■ TEXT PASSAGE
Start

In [5]:
import pandas as pd
import numpy as np
# Ensure these libraries are installed in your local environment
from lightgbm import LGBMClassifier
from lightgbm.callback import early_stopping  # <<< CORRECTED IMPORT
from catboost import CatBoostClassifier 
from sklearn.model_selection import StratifiedKFold
from sklearn.metrics import roc_auc_score

# --- 1. Data Loading and Initial Cleaning ---
df_train = pd.read_csv("train.csv")
df_test = pd.read_csv("test.csv")

# Prepare target variable and test IDs
y = df_train['Y'].astype(int)
test_ids = df_test['id']
df_train = df_train.drop(['id', 'Y'], axis=1)
df_test = df_test.drop('id', axis=1)

# Replace +/- infinity with NaN for uniform handling in preprocessing
df_train = df_train.replace([-np.inf, np.inf], np.nan)
df_test = df_test.replace([-np.inf, np.inf], np.nan)

End

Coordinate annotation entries
Start

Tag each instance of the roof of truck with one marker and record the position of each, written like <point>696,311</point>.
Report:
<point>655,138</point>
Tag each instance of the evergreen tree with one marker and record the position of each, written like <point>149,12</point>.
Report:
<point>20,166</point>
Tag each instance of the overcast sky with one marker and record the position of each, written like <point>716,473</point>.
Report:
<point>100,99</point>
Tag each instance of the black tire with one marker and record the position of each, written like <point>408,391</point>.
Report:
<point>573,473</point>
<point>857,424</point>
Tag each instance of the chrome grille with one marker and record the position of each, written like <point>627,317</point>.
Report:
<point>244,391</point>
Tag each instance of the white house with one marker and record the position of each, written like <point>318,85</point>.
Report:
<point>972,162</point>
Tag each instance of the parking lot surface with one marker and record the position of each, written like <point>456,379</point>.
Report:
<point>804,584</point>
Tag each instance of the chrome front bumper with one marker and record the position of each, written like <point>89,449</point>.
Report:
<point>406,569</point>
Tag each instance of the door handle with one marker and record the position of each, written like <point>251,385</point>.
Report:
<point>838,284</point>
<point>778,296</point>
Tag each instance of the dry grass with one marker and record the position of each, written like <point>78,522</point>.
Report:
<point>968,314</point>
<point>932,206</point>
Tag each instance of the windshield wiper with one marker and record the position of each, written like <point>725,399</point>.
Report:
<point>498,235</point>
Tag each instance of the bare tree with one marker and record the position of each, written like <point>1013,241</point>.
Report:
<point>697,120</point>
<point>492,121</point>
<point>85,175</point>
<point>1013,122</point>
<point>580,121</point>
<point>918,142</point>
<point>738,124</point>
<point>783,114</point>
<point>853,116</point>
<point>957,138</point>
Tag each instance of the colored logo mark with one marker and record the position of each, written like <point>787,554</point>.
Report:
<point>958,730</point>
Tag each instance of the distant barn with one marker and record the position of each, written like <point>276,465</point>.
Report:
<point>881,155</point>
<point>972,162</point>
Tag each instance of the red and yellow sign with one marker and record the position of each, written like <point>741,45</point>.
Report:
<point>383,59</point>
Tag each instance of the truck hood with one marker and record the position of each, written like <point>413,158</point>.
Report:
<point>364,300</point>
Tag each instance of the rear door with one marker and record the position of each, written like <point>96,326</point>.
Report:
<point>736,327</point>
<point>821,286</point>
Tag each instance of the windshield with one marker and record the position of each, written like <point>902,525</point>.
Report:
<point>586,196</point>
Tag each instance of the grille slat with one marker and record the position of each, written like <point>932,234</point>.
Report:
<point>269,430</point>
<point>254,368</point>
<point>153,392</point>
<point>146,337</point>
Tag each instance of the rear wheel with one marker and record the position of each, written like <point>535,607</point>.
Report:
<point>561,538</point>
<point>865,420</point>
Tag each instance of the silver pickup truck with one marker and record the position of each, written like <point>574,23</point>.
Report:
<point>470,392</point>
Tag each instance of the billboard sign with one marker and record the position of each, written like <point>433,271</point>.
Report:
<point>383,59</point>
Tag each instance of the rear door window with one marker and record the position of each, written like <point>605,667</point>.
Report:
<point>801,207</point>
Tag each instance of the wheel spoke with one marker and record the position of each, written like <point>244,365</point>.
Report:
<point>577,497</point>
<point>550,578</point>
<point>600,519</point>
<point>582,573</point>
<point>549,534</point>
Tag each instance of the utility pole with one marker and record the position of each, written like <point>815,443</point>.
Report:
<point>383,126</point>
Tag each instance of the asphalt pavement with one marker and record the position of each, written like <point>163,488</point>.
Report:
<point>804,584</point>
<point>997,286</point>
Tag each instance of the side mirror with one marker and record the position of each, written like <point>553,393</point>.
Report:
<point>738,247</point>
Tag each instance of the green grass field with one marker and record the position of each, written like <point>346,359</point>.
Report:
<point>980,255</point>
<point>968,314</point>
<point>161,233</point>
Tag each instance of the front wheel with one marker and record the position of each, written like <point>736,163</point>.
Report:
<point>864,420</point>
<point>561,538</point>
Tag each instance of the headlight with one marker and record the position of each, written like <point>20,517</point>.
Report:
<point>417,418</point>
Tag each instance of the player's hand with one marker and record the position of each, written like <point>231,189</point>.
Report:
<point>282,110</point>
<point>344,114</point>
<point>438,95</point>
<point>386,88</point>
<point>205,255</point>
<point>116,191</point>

End
Start

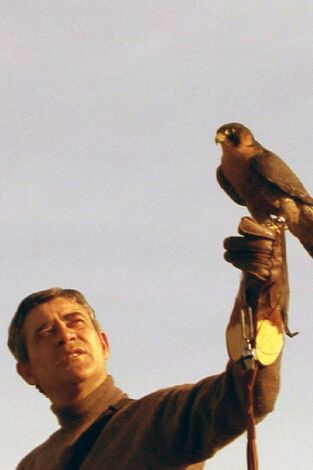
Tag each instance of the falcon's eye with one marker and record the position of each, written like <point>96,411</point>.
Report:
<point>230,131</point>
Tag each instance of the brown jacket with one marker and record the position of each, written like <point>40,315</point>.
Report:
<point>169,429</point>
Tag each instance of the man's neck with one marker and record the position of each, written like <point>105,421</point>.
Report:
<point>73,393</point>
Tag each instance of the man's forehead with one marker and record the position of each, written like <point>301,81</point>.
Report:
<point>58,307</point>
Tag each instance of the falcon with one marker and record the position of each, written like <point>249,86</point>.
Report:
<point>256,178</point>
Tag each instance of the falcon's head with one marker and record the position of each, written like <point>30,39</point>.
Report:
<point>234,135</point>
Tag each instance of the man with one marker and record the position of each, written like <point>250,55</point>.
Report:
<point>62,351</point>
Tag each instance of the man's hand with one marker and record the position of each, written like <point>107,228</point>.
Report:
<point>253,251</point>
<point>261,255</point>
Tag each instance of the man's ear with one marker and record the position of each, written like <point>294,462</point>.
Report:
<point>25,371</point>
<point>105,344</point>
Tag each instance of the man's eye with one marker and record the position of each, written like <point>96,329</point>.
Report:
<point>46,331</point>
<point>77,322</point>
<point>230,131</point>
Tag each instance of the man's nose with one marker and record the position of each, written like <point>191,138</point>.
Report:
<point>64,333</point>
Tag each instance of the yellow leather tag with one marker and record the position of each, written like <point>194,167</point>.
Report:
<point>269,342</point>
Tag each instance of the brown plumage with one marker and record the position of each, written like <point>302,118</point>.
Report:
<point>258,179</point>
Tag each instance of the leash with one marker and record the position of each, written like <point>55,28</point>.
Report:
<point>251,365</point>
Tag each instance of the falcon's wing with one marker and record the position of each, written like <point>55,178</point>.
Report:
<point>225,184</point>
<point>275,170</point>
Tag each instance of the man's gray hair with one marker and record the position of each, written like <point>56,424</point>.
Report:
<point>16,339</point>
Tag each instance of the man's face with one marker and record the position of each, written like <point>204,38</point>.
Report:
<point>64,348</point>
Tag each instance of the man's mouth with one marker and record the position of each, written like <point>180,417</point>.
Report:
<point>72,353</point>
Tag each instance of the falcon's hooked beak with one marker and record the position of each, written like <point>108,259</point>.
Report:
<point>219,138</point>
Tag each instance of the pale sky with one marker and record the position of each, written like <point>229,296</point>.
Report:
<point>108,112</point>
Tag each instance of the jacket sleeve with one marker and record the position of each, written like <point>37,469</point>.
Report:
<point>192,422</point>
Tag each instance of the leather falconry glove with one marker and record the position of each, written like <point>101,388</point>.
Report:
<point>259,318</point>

End

■ ACTIONS TO TAKE
**1.** Please transcribe the data-loading code from "# --- 1. Data" up to and including "df_test.replace([-np.inf, np.inf], np.nan)".
**2.** Pick up the data-loading code after its last line and keep writing it.

■ RESPONSES BY TASK
**1.**
# --- 1. Data Loading and Initial Cleaning ---
df_train = pd.read_csv("train.csv")
df_test = pd.read_csv("test.csv")

# Prepare target variable and test IDs
y = df_train['Y'].astype(int)
test_ids = df_test['id']
df_train = df_train.drop(['id', 'Y'], axis=1)
df_test = df_test.drop('id', axis=1)

# Replace +/- infinity with NaN for uniform handling in preprocessing
df_train = df_train.replace([-np.inf, np.inf], np.nan)
df_test = df_test.replace([-np.inf, np.inf], np.nan)

**2.**
# --- 2. Preprocessing Function: Missing Indicator and Random Sample Imputation ---
def preprocess_data(df_train, df_test):
    """
    Applies Missing Indicator and Random Sample Imputation using ONLY training data.
    """
    df_full = pd.concat([df_train, df_test], axis=0).reset_index(drop=True)
    n_train = len(df_train)
    
    # Identify all numerical columns with NaNs
    missing_cols = [col for col in df_full.columns if df_full[col].isnull().any() and pd.api.types.is_numeric_dtype(df_full[col])]
    
    for col in missing_cols:
        # 1. Create Missing Indicator Feature
        indicator_col = f'{col}_is_missing'
        df_full[indicator_col] = df_full[col].isnull().astype(int)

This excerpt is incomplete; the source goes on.